Rewrite the material below with "utility pole" changed to "power pole" and everything else left as it is. Leave out the pictures.

^^^^^^^^

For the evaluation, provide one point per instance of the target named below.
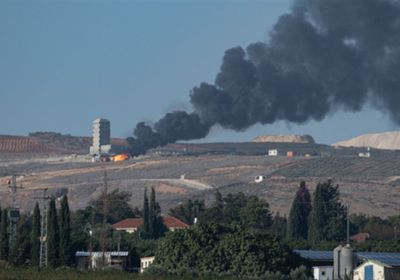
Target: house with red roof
(131, 225)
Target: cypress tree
(317, 216)
(158, 227)
(146, 222)
(22, 249)
(53, 235)
(328, 216)
(65, 233)
(35, 236)
(152, 214)
(4, 242)
(299, 213)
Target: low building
(145, 262)
(360, 237)
(376, 270)
(131, 225)
(98, 260)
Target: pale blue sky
(65, 63)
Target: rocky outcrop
(306, 139)
(386, 140)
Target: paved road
(180, 183)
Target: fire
(120, 157)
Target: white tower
(101, 137)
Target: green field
(8, 273)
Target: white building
(259, 178)
(323, 272)
(101, 137)
(273, 152)
(376, 270)
(145, 262)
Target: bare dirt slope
(386, 140)
(372, 186)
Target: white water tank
(343, 262)
(346, 262)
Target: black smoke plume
(323, 56)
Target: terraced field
(21, 144)
(371, 185)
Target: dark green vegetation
(235, 235)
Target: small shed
(376, 270)
(97, 260)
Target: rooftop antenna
(43, 228)
(13, 214)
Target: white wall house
(323, 272)
(375, 270)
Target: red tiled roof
(129, 223)
(169, 221)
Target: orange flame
(120, 157)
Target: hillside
(371, 185)
(48, 143)
(386, 140)
(285, 139)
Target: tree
(53, 235)
(145, 230)
(153, 226)
(22, 249)
(65, 232)
(299, 213)
(120, 206)
(35, 236)
(328, 215)
(152, 214)
(279, 226)
(4, 245)
(238, 209)
(210, 247)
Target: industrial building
(103, 145)
(101, 137)
(344, 263)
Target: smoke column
(323, 56)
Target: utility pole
(105, 214)
(348, 224)
(13, 214)
(43, 229)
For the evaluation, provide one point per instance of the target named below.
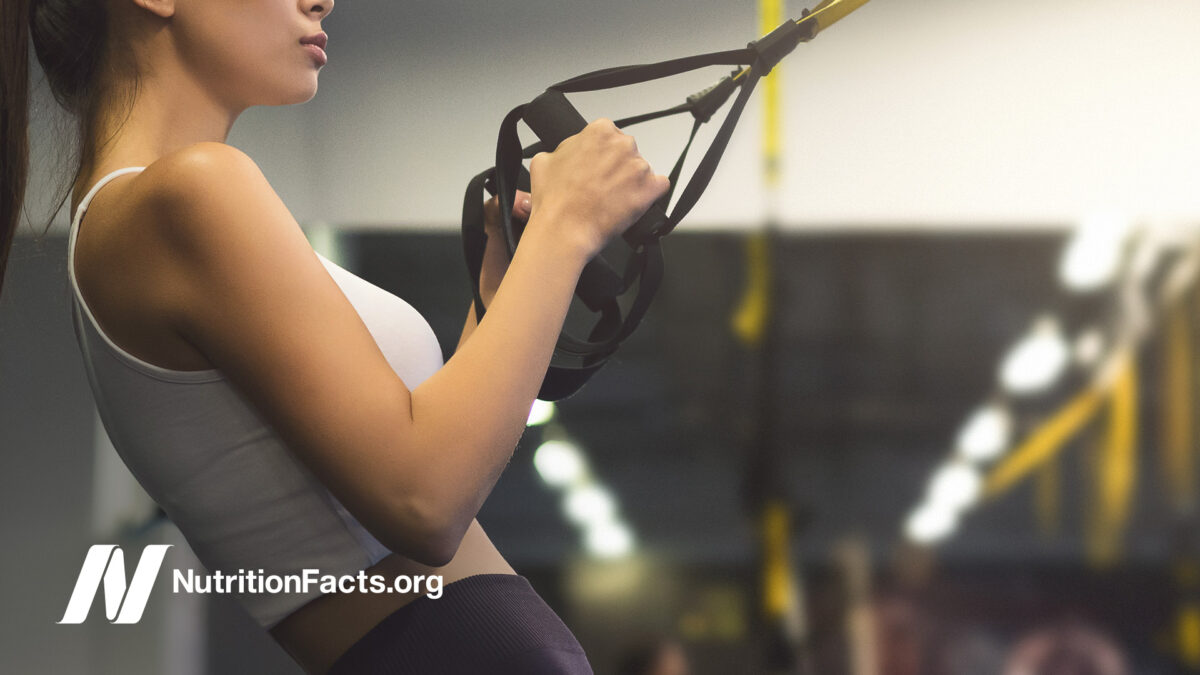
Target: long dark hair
(71, 41)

^^^^^^^^

- [Full output]:
For the evaluation, provide one point per instance of the target named below.
Target: house with red roof
(131, 225)
Target: cypress tree
(317, 216)
(158, 227)
(146, 222)
(22, 249)
(53, 235)
(328, 216)
(65, 233)
(35, 236)
(152, 214)
(4, 242)
(299, 213)
Target: low building
(145, 262)
(360, 237)
(376, 270)
(131, 225)
(98, 260)
Target: pale blue sky
(65, 63)
Target: rocky outcrop
(306, 139)
(386, 140)
Target: paved road
(180, 183)
Target: fire
(120, 157)
Target: white tower
(101, 137)
Target: green field
(8, 273)
Target: white building
(259, 178)
(323, 272)
(101, 137)
(273, 152)
(376, 270)
(145, 262)
Target: bare dirt slope
(386, 140)
(372, 186)
Target: white water tank
(343, 262)
(346, 262)
Target: black smoke plume
(323, 56)
Target: terraced field
(21, 144)
(371, 185)
Target: dark green vegetation
(235, 235)
Target: small shed
(376, 270)
(97, 260)
Target: rooftop antenna
(43, 228)
(13, 214)
Target: white wall house
(323, 272)
(375, 270)
Target: red tiled roof
(129, 223)
(169, 221)
Target: orange flame
(120, 157)
Target: hillside
(371, 185)
(48, 143)
(386, 140)
(285, 139)
Target: tree
(53, 235)
(145, 230)
(153, 226)
(22, 249)
(65, 232)
(299, 213)
(120, 206)
(35, 236)
(328, 215)
(152, 214)
(279, 226)
(4, 245)
(238, 209)
(210, 247)
Target: industrial building
(103, 145)
(101, 137)
(344, 263)
Target: smoke column
(323, 56)
Target: power pole
(105, 214)
(348, 224)
(13, 214)
(43, 229)
For the evaluation, provide one point per instance of the target named below.
Target: long dark hair
(71, 41)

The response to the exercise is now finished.